▸ PROVIDED RECORDS
BEGIN
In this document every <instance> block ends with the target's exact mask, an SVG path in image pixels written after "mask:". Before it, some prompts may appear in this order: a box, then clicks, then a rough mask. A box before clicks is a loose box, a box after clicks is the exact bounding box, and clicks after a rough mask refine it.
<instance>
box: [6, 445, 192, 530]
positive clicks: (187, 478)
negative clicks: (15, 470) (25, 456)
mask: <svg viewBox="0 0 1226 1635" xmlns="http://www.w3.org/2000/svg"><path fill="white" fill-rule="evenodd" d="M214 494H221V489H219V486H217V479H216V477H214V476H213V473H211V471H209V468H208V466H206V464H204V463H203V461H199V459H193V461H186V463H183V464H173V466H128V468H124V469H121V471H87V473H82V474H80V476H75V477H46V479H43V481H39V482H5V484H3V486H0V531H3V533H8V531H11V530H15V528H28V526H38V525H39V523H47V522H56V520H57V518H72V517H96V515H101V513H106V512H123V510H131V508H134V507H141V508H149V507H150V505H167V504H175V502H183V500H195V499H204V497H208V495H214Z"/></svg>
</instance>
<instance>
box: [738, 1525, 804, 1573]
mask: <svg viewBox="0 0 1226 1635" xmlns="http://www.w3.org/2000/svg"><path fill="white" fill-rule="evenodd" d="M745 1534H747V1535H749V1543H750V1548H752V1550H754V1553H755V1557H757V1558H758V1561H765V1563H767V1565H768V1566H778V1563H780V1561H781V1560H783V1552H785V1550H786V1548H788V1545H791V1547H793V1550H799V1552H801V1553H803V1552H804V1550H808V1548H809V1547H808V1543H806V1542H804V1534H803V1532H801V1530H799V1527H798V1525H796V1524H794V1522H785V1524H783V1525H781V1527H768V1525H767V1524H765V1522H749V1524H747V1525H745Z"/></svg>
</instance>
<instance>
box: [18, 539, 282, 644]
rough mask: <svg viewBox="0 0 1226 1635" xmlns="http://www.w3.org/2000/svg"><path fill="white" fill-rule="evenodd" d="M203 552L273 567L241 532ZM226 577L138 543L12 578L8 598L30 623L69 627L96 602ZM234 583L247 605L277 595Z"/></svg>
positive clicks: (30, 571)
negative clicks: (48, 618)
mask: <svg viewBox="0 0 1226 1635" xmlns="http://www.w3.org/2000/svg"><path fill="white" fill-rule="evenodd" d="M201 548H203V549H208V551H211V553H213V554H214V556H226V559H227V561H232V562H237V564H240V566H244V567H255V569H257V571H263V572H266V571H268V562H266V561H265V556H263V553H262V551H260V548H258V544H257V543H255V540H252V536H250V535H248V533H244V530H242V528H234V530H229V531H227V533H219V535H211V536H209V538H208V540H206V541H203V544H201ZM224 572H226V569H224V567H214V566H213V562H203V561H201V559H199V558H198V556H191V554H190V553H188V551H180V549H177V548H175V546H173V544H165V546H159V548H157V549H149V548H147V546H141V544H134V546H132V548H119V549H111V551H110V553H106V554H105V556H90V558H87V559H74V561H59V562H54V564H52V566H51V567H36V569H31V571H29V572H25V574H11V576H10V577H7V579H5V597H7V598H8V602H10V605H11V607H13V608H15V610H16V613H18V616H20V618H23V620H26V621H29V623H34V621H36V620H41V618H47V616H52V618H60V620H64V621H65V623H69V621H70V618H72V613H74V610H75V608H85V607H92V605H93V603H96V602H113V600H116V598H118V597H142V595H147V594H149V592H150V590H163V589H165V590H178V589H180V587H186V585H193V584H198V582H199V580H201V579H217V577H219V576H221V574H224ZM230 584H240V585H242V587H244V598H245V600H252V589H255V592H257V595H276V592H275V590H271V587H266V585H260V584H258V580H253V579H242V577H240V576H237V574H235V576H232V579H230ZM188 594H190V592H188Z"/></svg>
END
▸ PROBLEM STATEMENT
Each of the entries above is to be repeated exactly.

▸ TASK OUTPUT
In this document every <instance> block ends with the target's exact mask, an SVG path in image pixels written after "mask:". Before it, some prompts may appear in this order: a box, then clicks, then a rough mask. A box before clicks is a loose box, a box after clicks is the exact bounding box, and clicks after a rough mask refine it.
<instance>
box: [6, 445, 192, 530]
positive clicks: (187, 478)
negative clicks: (15, 470) (25, 456)
mask: <svg viewBox="0 0 1226 1635" xmlns="http://www.w3.org/2000/svg"><path fill="white" fill-rule="evenodd" d="M214 494H221V489H219V486H217V479H216V477H214V476H213V473H211V471H209V468H208V466H206V464H204V463H203V461H199V459H193V461H186V463H183V464H173V466H128V468H124V469H121V471H87V473H82V474H80V476H75V477H46V479H43V481H39V482H5V484H3V486H0V531H3V533H8V531H11V530H15V528H28V526H38V525H39V523H47V522H56V520H57V518H72V517H96V515H101V513H106V512H123V510H131V508H134V507H141V508H149V507H150V505H167V504H175V502H183V500H195V499H204V497H208V495H214Z"/></svg>
</instance>
<instance>
box: [738, 1525, 804, 1573]
mask: <svg viewBox="0 0 1226 1635" xmlns="http://www.w3.org/2000/svg"><path fill="white" fill-rule="evenodd" d="M745 1534H747V1535H749V1543H750V1548H752V1550H754V1553H755V1557H757V1558H758V1561H765V1563H767V1565H768V1566H778V1563H780V1561H781V1560H783V1552H785V1550H786V1548H788V1545H791V1547H793V1550H799V1552H801V1553H803V1552H804V1550H808V1548H809V1547H808V1543H806V1542H804V1534H803V1532H801V1530H799V1527H798V1525H796V1524H794V1522H785V1524H783V1525H781V1527H768V1525H767V1524H765V1522H749V1524H747V1525H745Z"/></svg>
</instance>
<instance>
box: [18, 539, 282, 644]
rough mask: <svg viewBox="0 0 1226 1635" xmlns="http://www.w3.org/2000/svg"><path fill="white" fill-rule="evenodd" d="M203 552L273 567L241 532ZM226 577L138 543L12 578L8 598L30 623L69 627L96 602ZM234 583L247 605L277 595Z"/></svg>
positive clicks: (30, 571)
negative clicks: (48, 618)
mask: <svg viewBox="0 0 1226 1635" xmlns="http://www.w3.org/2000/svg"><path fill="white" fill-rule="evenodd" d="M201 548H203V549H208V551H211V553H213V554H214V556H226V559H227V561H232V562H237V564H240V566H244V567H255V569H257V571H263V572H266V571H268V562H266V561H265V556H263V553H262V551H260V548H258V544H257V543H255V540H252V536H250V535H248V533H244V530H242V528H234V530H229V531H227V533H219V535H211V536H209V538H208V540H206V541H203V544H201ZM224 572H226V569H224V567H214V566H213V562H203V561H201V559H199V558H198V556H191V554H190V553H188V551H180V549H177V548H175V546H173V544H165V546H159V548H157V549H149V548H147V546H141V544H134V546H132V548H119V549H111V551H110V553H106V554H105V556H90V558H87V559H74V561H59V562H54V564H52V566H51V567H36V569H31V571H29V572H25V574H11V576H10V577H7V579H5V597H7V598H8V602H10V605H11V607H13V608H15V610H16V613H18V616H20V618H23V620H26V621H29V623H34V621H36V620H41V618H47V616H52V618H60V620H64V621H65V623H69V621H70V618H72V613H74V610H75V608H85V607H92V605H93V603H96V602H113V600H116V598H118V597H142V595H147V594H149V592H150V590H163V589H165V590H178V589H180V587H186V585H193V584H198V582H199V580H201V579H217V577H219V576H221V574H224ZM230 584H240V585H242V587H244V598H245V600H252V589H255V592H257V595H276V592H275V590H271V587H266V585H260V584H258V580H253V579H242V577H240V576H237V574H235V576H232V579H230ZM188 594H190V592H188Z"/></svg>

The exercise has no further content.